# Consegna
Risponda alle seguenti domande sul brano fornito.
1. Tra quali due tempi la chiusura della storia costringe i vecchi a sostare?
2. Con quali due caratteristiche viene qualificato lo spaziotempo dei vecchi, prima del riferimento al lavoro della memoria?
3. Rispetto a quali legami i legami di sangue erano ritenuti, in un primo momento, spuri e opachi?

Una singolare chiusura della storia obbliga infatti i vecchi a sostare tra presente e passato, in una diversa esperienza del tempo. Caramore sonda con finezza il dinamismo poco appariscente di questo spaziotempo compresso, privo di futuro e animato da un intenso lavoro riflessivo della memoria che apre alla possibilità di decostruire e ricostruire i fotogrammi dell’esistenza lavorando sui significati, operando connessioni e disconnessioni fino al montaggio di «veridicità» misconosciute.
In questa sorta di revisione senza reset, anche le convinzioni più ferme subiscono il cambio di prospettiva e si ripresentano come perplessità: così è per i legami di sangue, ritenuti prima spuri e opachi rispetto ai legami di elezione, e avvertiti poi incomprensibilmente come una tenace catena invisibile che lega i propri morti ai vivi.

# Estratto dei dati

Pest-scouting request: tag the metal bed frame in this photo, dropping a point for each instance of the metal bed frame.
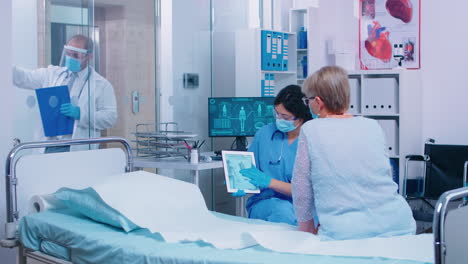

# Risposta alla consegna
1. Tra presente e passato.
2. È compresso e privo di futuro.
3. Rispetto ai legami di elezione.